Consigne écrite 1:
Résumez sous forme de liste le paragraphe de l'extrait sur la finance islamique qui commence par « Les titres auxquels », en conservant ses faits principaux.
Consigne écrite 2:
Reprenez l'extrait sur la finance islamique à la suite de sa dernière phrase.

Extrait de page:
———

Après les crises de 1930, 2003 et 2008, des économistes comme Stiglitz et Chapra… ont donné des propositions allant dans le sens de repenser la stabilité financière tout en instaurant de nouveaux dispositifs : l’introduction de nouvelles normes de contrôle de banques, la limitation de prise de risque excessif, la transparence et l’adoption d’une nouvelle discipline de gestion. À la suite de ces propositions, la finance islamique s’est distinguée grâce à son caractère fondamentalement moral. La finance islamique recouvre l’ensemble des transactions et produits financiers conformes à la « charia ». Sa perspective est éthique et elle repose sur cinq piliers que sont l’interdiction de l’usure ou intérêt (riba), la spéculation (maysir), l’incertitude sur les caractéristiques du contrat (gharar), les activités illicites, du partage des pertes et de profits et l’adossement à un actif tangible.

Articulée aux marchés financiers, la finance islamique s’apparente à un style de gestion de portefeuille qui traduit le désir d’une catégorie d’investisseurs de fructifier leur capital sans que cela puisse entrer en conflit avec les préceptes religieux qui sont censés régir leur vie spirituelle.

Dans le contexte, des pays de l’Union Economique et Monétaire Ouest Africaine (UEMOA), un placement en action de la Bourse Régionale des Valeurs Mobilières (BRVM) soumis à des conditions particulières ne constitue pas en soi une opération interdite par la loi islamique.

La spécificité de la BRVM en matière de finance islamique tient essentiellement à l’importance de sa communauté musulmane. Il s’agit de la plus importante communauté de la zone économique selon Baldé et al. (2021)[1]. Cette caractéristique zonale constitue un argument symbolique majeur en faveur du développement de la finance islamique. Mais, ces croyants ne peuvent investir dans ce marché boursier du fait de l’existence d’activités et de pratiques non-conformes à la loi islamique. L’un des atouts de la BRVM est (qu’il est un) le marché financier au comptant standardisé. Autrement dit, l’acheteur devra disposer des espèces avant de procéder à une vente et le vendeur (devra détenir) des titres avant de procéder à la vente. En outre, la réglementation a favorisé l’introduction des sukuk, en vue de faciliter la mobilité des fonds en quête de diversification financière et géographique. Enfin, les agents économiques à déficit de financement pourront bénéficier d’une diversification des sources de financement.

Les titres auxquels les agents à excédent de financement peuvent investir conformément à la loi islamique à la BRVM sont les actions suite à des processus de filtrages qualitatif et quantitatif et des sukuk. Afin de profiter pleinement de cette opportunité, la réglementation financière prendrait en compte les spécificités de la finance islamique. Ainsi, elle constituerait l’un des aménagements nécessaires pour renforcer sa compétitivité dans le secteur de la finance.

———

Lignes de données:

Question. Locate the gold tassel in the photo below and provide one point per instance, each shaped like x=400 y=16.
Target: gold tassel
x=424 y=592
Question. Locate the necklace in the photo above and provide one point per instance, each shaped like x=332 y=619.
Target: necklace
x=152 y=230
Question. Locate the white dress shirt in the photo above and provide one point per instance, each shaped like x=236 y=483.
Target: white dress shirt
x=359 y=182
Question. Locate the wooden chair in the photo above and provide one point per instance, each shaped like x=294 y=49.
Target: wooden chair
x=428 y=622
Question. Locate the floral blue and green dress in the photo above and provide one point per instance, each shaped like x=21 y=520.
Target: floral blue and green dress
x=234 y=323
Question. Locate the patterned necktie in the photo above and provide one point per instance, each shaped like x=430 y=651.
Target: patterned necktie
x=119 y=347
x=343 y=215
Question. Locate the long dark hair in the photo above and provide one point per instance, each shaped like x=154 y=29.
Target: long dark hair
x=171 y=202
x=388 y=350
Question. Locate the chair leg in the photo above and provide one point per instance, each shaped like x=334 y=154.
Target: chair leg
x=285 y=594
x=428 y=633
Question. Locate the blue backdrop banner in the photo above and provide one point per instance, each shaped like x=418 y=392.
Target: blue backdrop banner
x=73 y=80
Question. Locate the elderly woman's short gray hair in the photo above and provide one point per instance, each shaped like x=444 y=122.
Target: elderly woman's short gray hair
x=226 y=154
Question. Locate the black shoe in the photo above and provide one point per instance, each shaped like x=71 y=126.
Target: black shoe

———

Réponse attendue 1:
- À la BRVM, les agents à excédent de financement peuvent investir conformément à la loi islamique dans des actions et dans des sukuk.
- Ces actions doivent passer par des processus de filtrage qualitatif et quantitatif.
- Pour profiter pleinement de cette opportunité, la réglementation financière prendrait en compte les spécificités de la finance islamique.
- Ce serait l'un des aménagements nécessaires pour renforcer la compétitivité dans le secteur de la finance.

Réponse attendue 2:
Cependant, pour rendre la Bourse de l’Afrique de l’Ouest plus compétitive dans l’attrait des capitaux musulmans et étrangers, il est indispensable de :

  • Créer un indice islamique adapté à la BRVM : la méthodologie adoptée pour identifier l’indice islamique s’articule en deux grandes étapes. Une première est axée sur l’utilisation de filtre qualitatif. Ce dernier consiste à effectuer une exclusion des entreprises évoluant dans les secteurs illicites. Une deuxième met le focus sur le filtre quantitatif avec le calcul de la médiane. En effet, la médiane est beaucoup plus robuste que la moyenne, mais aussi elle est plus en cohérence avec le principe de « wassatiya », le juste milieu que la fraction de 33% utilisée par de nombreuses études. Le concept de « juste milieu » est le plus important sur le plan théologique, après celui de « Tawhid », l’unicité d’Allâh. Il s’appuie sur l’idée d’équilibre, de modération, de mesure, du refus de tout excès, de tout désespoir et de toute idolâtrie (Chérif, 2020). 
  • Mettre en place un « comité charia » avec le contexte de bourse régionale, notamment des pays comme le Mali, le Burkina Faso, le Sénégal… dominé par l’école de pensée malikite facilitera la tâche sur le choix des personnes composées d’experts et de spécialistes en finance islamique et en « fiqh ». Il est chargé de la validation des actions, des opérations de la BRVM et la vérification et l’assurance de la conformité des diverses opérations et transactions aux dispositions et préceptes de la loi islamique. Il doit aussi étudier tous les documents et procédures dans le cadre de l’audit « charaïque » externe afin de s’assurer de la bonne application de ses décisions. 
  • Créer des fonds communs de placement islamique.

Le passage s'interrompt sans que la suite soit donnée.